[Opening PAGE TEXT section]

Insights
· 11 min read

How We Run Weekly Demos (And Why Clients Love Them)

The 30-minute weekly demo format we use for every AI project: structure, prep, and why live software beats status updates every time.

Dharini S
Dharini S
People and process before product — turning founder visions into shipped tech
Share
How We Run Weekly Demos (And Why Clients Love Them)
TL;DR
  • Every sprint ends with a live demo, not a status update. No slides, no mockups, no screen recordings.
  • The 30-minute format: 5 minutes context reset, 20 minutes live software, 5 minutes decisions needed
  • We never move on without a clear client reaction: 'this is it' or 'change this'
  • AI demos have specific failure modes that status updates don't. We prepare for all of them.
  • The feedback a client gives in the first 30 seconds of a live demo tells me more than a 2-hour requirements session

A founder told me, about three months into working with us, that he’d stopped dreading the weekly calls. He’d worked with a previous agency on an AI build, and their check-ins were mostly him asking questions and getting approximate answers. Nothing live. Nothing to react to. Just updates on what had been built, presented through slides.

With our setup, he said, he felt like he actually knew what was happening. Not because we sent more updates, but because he could see the thing working.

That distinction matters more than it sounds. The difference between a status update and a demo isn’t speed. It’s accountability. When you show working software, both sides know immediately whether you’re on track.

Why We Call It a Demo and Not a Check-In

The word matters. A check-in implies someone reporting to someone. A demo implies showing something.

When I schedule a “weekly check-in,” the unspoken assumption is that someone will present a summary and someone else will listen. That dynamic lets both parties be passive. The presenter might soften the hard parts. The listener might defer their real reaction to avoid conflict.

A demo doesn’t leave room for that. Either the feature works or it doesn’t. Either it matches what the client asked for or it doesn’t. There’s no narration that can bridge the gap between what’s on screen and what the client expected.

This is especially true for AI development projects. A client can sit through a slide that says “the model handles 85% of queries correctly” and nod along. Put that same client in front of the live system and ask them to type five real queries from their business, and the reaction tells you everything: where the model falls short, what use cases they actually care about, what “working” means in practice versus in a presentation.

The 30-Minute Structure

We run demos in 30 minutes. Not because that’s a convenient calendar slot, but because longer demos lose focus. Atlassian’s sprint review guide recommends no more than 1 hour per sprint week, and we’ve found 30 minutes is more than enough when the format is tight.

The structure doesn’t change week to week.

First 5 minutes: context reset

I open every demo the same way: “Last week we said we’d build X. Here’s what we built.” One sentence, no preamble about challenges the team faced or decisions made along the way. That context belongs in the sprint handoff document, not the demo opening.

For more on this, read our guide on The Handoff Document We Send After Every Sprint. If something changed from the original plan, I say it now: “We planned to ship the PDF export feature this sprint. We didn’t, because we found a latency issue in the extraction step that needed fixing first. Here’s what we built instead.” Brief, direct, no spin.

[Closing PAGE TEXT section]
[Opening DATA section]

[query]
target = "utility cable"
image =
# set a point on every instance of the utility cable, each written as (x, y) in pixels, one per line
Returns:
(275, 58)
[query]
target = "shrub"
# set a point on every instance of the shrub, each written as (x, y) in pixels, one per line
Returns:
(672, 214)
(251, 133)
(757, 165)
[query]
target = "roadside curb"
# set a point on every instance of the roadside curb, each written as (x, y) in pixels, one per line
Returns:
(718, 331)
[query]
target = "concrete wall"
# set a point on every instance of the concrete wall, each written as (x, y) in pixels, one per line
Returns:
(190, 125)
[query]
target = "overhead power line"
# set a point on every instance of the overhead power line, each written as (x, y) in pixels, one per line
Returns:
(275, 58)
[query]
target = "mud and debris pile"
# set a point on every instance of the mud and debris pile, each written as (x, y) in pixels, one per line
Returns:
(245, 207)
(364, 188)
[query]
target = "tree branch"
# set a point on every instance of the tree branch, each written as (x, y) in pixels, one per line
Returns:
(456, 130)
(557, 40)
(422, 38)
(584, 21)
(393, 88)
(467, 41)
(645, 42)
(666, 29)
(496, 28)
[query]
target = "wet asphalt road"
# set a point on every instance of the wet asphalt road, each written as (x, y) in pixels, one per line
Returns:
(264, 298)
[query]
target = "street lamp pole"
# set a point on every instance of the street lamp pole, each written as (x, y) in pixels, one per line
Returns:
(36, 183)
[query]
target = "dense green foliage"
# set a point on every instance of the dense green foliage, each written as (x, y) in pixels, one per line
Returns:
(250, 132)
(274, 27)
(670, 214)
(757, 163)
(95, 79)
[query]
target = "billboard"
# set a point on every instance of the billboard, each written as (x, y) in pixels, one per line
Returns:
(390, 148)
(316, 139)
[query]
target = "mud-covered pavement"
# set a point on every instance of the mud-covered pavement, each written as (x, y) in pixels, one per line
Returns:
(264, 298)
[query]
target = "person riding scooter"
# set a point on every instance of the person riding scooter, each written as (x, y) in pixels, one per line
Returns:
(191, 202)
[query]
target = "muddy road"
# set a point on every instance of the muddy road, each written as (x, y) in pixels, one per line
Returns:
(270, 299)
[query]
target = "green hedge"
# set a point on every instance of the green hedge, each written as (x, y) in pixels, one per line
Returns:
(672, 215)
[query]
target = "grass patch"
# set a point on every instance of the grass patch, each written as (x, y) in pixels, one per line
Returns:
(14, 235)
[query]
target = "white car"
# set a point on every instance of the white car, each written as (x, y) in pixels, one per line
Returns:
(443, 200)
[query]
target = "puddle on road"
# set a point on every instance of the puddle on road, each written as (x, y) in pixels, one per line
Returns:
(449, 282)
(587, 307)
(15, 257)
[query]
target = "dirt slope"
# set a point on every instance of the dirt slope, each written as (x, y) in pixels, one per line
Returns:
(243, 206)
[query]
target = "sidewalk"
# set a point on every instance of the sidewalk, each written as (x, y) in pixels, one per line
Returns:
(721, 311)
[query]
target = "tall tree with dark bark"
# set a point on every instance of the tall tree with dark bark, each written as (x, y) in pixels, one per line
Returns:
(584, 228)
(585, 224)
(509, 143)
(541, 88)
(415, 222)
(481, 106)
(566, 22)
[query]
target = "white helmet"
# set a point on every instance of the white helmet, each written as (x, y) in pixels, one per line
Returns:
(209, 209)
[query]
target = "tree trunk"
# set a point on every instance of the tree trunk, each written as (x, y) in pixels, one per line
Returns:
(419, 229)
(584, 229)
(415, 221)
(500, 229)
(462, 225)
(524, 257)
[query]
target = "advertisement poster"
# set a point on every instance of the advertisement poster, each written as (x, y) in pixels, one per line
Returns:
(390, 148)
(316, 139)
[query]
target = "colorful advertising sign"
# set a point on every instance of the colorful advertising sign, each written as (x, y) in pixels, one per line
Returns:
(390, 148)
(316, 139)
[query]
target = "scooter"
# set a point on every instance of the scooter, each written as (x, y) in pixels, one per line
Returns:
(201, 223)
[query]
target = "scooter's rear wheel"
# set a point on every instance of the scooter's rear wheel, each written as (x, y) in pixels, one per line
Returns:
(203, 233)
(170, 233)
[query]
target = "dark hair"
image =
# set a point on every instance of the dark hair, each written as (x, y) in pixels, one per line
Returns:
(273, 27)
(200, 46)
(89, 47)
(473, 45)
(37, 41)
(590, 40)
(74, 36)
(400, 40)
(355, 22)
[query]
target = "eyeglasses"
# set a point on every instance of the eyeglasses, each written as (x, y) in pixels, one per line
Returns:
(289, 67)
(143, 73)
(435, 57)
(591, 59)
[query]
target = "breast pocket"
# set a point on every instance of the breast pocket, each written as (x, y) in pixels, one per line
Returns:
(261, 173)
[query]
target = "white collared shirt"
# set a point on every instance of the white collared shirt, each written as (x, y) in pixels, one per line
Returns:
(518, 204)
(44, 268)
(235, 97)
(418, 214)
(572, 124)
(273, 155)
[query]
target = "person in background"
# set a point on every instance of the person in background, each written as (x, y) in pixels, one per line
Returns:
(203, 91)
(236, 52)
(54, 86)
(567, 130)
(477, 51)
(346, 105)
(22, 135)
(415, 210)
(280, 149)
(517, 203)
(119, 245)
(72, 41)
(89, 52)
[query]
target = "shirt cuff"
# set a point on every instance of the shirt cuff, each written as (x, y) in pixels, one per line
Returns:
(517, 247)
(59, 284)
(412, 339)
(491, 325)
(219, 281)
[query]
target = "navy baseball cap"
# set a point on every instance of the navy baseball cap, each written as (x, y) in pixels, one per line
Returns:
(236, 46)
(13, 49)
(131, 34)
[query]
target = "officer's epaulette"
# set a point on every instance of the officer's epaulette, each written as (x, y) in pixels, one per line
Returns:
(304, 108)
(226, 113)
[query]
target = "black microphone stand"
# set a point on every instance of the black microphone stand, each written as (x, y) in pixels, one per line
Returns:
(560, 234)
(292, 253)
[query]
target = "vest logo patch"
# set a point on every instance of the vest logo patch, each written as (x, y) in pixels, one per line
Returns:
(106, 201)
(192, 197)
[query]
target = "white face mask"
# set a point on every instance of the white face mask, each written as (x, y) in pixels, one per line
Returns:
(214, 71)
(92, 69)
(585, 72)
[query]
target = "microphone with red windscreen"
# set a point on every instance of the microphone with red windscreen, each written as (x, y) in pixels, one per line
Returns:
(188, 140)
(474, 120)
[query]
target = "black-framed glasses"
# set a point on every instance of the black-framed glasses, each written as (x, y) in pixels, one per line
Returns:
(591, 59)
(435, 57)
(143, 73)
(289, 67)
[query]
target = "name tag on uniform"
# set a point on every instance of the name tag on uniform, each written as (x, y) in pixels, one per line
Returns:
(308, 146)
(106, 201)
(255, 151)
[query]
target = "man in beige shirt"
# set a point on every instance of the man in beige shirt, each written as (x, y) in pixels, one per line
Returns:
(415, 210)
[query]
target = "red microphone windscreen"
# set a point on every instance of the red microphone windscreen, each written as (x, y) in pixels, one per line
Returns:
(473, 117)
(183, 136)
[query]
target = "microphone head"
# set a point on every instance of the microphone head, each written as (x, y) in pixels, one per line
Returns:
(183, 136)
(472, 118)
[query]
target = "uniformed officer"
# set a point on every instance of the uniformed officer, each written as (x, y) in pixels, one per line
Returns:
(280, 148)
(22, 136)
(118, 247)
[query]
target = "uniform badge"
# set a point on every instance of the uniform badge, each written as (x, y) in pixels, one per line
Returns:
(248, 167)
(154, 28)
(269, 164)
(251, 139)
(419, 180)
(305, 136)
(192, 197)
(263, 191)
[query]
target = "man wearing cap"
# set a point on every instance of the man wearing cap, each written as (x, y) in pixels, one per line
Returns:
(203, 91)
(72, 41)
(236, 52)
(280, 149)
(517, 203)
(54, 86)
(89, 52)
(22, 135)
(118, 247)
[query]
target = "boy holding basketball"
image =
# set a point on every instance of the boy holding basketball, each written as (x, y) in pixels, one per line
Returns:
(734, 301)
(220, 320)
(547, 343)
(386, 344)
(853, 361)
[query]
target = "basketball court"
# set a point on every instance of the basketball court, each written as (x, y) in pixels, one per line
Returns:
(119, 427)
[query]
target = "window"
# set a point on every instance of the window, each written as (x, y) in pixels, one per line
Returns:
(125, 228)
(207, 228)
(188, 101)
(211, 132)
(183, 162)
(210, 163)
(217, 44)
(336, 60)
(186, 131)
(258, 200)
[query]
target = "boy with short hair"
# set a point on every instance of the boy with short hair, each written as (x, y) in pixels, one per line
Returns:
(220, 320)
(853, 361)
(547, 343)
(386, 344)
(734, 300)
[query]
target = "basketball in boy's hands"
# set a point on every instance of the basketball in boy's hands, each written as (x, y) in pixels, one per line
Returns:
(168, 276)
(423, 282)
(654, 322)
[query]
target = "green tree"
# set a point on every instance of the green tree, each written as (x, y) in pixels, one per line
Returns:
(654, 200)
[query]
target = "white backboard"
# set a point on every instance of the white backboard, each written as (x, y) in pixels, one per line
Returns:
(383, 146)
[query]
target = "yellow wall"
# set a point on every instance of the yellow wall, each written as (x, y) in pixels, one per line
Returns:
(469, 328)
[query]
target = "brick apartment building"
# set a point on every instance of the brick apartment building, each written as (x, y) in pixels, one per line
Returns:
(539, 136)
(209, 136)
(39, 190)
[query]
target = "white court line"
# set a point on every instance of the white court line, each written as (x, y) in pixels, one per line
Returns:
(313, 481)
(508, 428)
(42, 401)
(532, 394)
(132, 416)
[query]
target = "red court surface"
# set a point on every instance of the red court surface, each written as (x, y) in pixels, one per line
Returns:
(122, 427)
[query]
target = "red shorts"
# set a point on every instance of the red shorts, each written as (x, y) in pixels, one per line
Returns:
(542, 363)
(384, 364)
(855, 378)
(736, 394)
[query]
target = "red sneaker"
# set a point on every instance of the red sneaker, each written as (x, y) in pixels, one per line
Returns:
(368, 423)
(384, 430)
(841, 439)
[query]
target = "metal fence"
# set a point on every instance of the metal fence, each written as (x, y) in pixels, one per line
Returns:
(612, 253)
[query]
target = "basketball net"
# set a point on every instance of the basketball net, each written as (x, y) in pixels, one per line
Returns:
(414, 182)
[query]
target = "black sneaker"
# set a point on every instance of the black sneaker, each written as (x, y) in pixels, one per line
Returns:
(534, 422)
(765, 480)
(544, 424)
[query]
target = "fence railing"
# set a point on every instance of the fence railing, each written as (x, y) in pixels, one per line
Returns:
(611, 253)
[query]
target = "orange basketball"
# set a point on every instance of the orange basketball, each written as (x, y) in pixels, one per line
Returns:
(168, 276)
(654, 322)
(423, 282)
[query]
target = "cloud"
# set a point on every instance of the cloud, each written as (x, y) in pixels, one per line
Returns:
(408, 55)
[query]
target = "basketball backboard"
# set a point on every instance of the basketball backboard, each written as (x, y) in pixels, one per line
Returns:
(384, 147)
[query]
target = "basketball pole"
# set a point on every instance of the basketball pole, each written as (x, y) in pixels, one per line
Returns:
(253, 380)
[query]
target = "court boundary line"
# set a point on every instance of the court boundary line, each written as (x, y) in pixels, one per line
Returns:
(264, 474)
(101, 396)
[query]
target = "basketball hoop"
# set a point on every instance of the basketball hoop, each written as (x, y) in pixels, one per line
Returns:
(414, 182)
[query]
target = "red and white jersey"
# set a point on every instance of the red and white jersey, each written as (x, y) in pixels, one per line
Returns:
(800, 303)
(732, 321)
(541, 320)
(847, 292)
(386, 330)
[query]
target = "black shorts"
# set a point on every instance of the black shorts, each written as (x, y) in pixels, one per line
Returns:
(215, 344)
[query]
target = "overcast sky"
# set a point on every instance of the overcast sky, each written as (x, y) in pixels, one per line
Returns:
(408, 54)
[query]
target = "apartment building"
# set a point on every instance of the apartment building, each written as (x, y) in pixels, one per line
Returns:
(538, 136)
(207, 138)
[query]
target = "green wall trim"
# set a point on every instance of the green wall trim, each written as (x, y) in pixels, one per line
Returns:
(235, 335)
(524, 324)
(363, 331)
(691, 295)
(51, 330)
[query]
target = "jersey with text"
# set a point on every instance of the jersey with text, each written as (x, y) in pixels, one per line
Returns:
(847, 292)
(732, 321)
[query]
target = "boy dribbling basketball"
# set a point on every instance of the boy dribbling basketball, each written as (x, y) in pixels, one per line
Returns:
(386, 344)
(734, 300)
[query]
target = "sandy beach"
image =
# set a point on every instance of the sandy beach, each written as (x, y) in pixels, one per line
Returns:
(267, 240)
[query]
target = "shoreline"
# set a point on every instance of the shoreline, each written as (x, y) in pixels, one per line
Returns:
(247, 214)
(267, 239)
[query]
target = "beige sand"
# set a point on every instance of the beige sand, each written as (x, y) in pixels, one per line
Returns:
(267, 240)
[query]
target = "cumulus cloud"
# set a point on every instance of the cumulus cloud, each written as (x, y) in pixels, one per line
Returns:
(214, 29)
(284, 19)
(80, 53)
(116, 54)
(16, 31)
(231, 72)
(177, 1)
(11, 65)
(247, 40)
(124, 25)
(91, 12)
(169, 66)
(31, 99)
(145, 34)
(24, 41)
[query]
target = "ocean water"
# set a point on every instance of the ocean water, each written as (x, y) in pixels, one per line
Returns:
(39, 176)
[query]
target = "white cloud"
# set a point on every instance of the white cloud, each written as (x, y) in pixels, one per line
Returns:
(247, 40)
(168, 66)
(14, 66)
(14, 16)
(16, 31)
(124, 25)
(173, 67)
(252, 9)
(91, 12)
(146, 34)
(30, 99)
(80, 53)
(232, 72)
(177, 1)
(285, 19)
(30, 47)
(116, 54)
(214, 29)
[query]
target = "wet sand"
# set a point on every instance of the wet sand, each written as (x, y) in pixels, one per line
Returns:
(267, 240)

[Closing DATA section]

▶ _EXERCISE REQUIREMENTS_
A) Answer these questions from the article on weekly demos:
(i) Whose sprint review guide recommends no more than 1 hour per sprint week?
(ii) How many minutes of the demo go to live software?
(iii) Which feature was planned in the example but not shipped that sprint?
B) Pick up the article on weekly demos from the point where it stops and continue it in the same voice.
The records were taken from a different source than the text above.

▶ _REPLIES_
A)
(i) Atlassian's.
(ii) 20 minutes.
(iii) The PDF export feature.

B)
Next 20 minutes: live software only

No slides. No screen recordings. No staged screenshots. The client watches us interact with the actual deployed system on staging.

We do the first three interactions ourselves to show the happy path. Then we hand over control. We ask the client to try it with their own examples. This is where demos get interesting. Clients always type inputs we hadn’t anticipated. Those moments reveal gaps that 20 minutes of scripted demos would never surface.

For AI projects, this window is particularly useful. A language model that handles the examples we tested might respond unpredictably to the examples the client actually cares about. Better to surface that in a demo than in production.

Last 5 minutes: what’s next and what we need from you

Two things: one paragraph on what the next sprint delivers, and any decisions the client needs to make before we start. I frame decisions the same way every time: “This is the decision, here are the two options, and here’s what changes depending on which way you go.”

I don’t end the call without a decision or a clear timeline for one. “Let me think about it” becomes “let me know by Thursday, because if we don’t hear back by then, we’ll default to option A and adjust in the next sprint.”

Getting the Demo Environment Ready

Demo failures don’t come from the engineering. They come from environment setup.

Before every demo, we verify the staging environment is current. Not current as of Tuesday, current as of the morning of the call. AI systems have a habit of behaving differently depending on context: rate limits on third-party APIs, cached responses that don’t reflect the latest model updates, integration environments that drift out of sync with production.

Three things we always check before the demo starts.

First, the API keys. Every time, without exception. A demo where a feature fails because of an expired key looks like engineering failure. It isn’t. It’s an ops failure. We own it either way.

Second, the data we’re demoing against. For systems that read from a client’s data source, we verify the connection and confirm the data set matches what the client has seen before. If the demo data changed since last week, we tell them.

Third, a dry run in the 30 minutes before the call. Every feature we plan to show, run once end-to-end. If something breaks, we know what to say instead of scrambling in front of the client.

Handling Live Failures

Demos go wrong. That’s not a failure mode of bad projects; it’s a feature of showing real software.

LLMs are nondeterministic by design. The same query might produce a slightly different response today than it did yesterday. This isn’t a bug; it’s how sampling works at non-zero temperature settings. An external API might have an outage during the exact 30-minute window of your call. A feature that worked five times in a row in testing might produce an unexpected result in demo minute 14.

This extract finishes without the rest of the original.